-------- EXCERPTED TEXT
Why perform a "Bubble Up" operation at all?
--------------

If Stolos was purely a "Bubble Down" system (like many task dependency
schedulers), executing `App_B` first means we
would have to wait indefinitely until `App_A` successfully completed
and submitted a `job_id` to the queue.  This can pose many problems: we
don't know if `App_A` will ever run, so we sit and wait; waiting
processes take up resources and become non-deterministic (we have no
idea if the process will hang indefinitely); we can create locking
scenarios where there aren't enough resources to execute `App_A`;
`App_B`'s queue size can become excessively high; we suddenly need a
queue prioritization scheme and other complex algorithms to manage
scaling and resource contention.

If a task dependency system, such as Stolos, supports a "Bubble Up" approach,
we can simply pick and run any app in a dependency graph and expect that it
will be queued to execute as soon as possible to do so.  This avoids the above
mentioned problems.

Additionally, if Stolos is used properly, "Bubble up" will never queue
particular jobs that would otherwise be ignored.
----------------
-------- SUPPLIED INFORMATION
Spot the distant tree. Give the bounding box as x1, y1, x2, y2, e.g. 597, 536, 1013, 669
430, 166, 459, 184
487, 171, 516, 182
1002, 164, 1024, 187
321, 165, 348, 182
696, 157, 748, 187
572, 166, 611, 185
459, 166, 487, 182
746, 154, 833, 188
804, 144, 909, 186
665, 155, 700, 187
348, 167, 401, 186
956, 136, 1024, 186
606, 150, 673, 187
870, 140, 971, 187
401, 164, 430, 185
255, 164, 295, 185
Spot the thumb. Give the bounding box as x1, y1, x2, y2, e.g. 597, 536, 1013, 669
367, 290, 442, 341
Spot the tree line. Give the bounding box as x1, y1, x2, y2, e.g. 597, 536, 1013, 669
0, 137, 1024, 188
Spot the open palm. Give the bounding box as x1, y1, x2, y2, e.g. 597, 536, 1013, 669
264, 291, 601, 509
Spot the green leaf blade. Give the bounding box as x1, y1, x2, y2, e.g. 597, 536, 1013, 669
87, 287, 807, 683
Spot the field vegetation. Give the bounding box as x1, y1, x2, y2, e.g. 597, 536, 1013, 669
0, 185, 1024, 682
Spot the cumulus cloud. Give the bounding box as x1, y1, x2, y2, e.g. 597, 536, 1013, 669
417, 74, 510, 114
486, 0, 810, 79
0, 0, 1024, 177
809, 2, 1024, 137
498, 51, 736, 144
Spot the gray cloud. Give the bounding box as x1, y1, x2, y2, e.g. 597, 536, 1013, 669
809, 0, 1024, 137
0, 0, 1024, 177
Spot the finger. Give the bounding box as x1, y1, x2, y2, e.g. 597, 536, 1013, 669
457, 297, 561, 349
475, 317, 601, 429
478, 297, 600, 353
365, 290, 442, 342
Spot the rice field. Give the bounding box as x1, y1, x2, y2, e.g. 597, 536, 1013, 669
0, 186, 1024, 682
----------------
Echo back the whole passage on Stolos and the "Bubble Up" operation word for word. The records have no connection to the text.

Why perform a "Bubble Up" operation at all?
--------------

If Stolos was purely a "Bubble Down" system (like many task dependency
schedulers), executing `App_B` first means we
would have to wait indefinitely until `App_A` successfully completed
and submitted a `job_id` to the queue.  This can pose many problems: we
don't know if `App_A` will ever run, so we sit and wait; waiting
processes take up resources and become non-deterministic (we have no
idea if the process will hang indefinitely); we can create locking
scenarios where there aren't enough resources to execute `App_A`;
`App_B`'s queue size can become excessively high; we suddenly need a
queue prioritization scheme and other complex algorithms to manage
scaling and resource contention.

If a task dependency system, such as Stolos, supports a "Bubble Up" approach,
we can simply pick and run any app in a dependency graph and expect that it
will be queued to execute as soon as possible to do so.  This avoids the above
mentioned problems.

Additionally, if Stolos is used properly, "Bubble up" will never queue
particular jobs that would otherwise be ignored.